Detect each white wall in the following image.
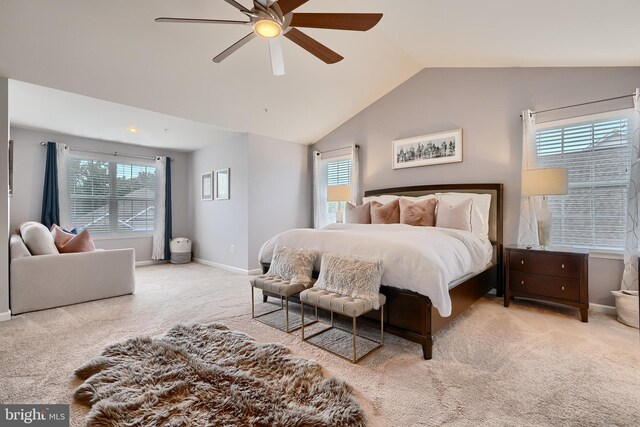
[249,134,311,269]
[188,135,249,270]
[189,134,311,271]
[10,127,190,262]
[0,77,11,321]
[313,67,640,305]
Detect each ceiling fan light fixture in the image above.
[253,19,282,39]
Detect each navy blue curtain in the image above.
[164,157,173,260]
[40,142,60,228]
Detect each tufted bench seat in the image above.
[249,274,318,333]
[300,288,386,363]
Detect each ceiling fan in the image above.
[156,0,382,76]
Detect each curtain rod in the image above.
[520,92,636,117]
[316,144,360,155]
[40,142,176,162]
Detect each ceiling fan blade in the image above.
[284,28,344,64]
[288,13,382,31]
[213,32,256,64]
[155,18,251,25]
[278,0,309,15]
[224,0,251,13]
[269,37,284,76]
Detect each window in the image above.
[68,158,156,234]
[327,156,351,217]
[536,111,631,249]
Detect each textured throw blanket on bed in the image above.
[259,224,492,316]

§ TASK REQUIREMENTS
Turn the records above into a numbered list with no blank lines, and leave the picture out.

§ ANSWER IN FULL
1. Detect each white wall in the following image.
2. [249,134,311,269]
3. [188,135,249,270]
4. [189,134,311,271]
5. [10,127,190,262]
6. [0,77,11,321]
7. [313,67,640,305]
8. Detect each ceiling fan light fixture in the image above.
9. [253,19,282,39]
10. Detect each navy blue curtain in the image above.
11. [164,157,173,260]
12. [40,142,60,228]
13. Detect each tufted bench seat in the image above.
14. [249,274,318,333]
15. [300,288,386,363]
16. Detect each ceiling fan in the image above.
17. [156,0,382,76]
18. Detect each curtain rod in the image above.
19. [520,92,636,117]
20. [316,144,360,155]
21. [40,142,176,162]
22. Detect each ceiling fan blade in the image above.
23. [284,28,344,64]
24. [288,13,382,31]
25. [213,32,256,64]
26. [155,18,251,25]
27. [278,0,309,15]
28. [224,0,251,13]
29. [269,37,284,76]
30. Detect each window in the image above.
31. [68,158,156,234]
32. [327,156,351,217]
33. [536,111,631,249]
34. Detect each textured throw blanket on bed in the image above.
35. [259,224,492,316]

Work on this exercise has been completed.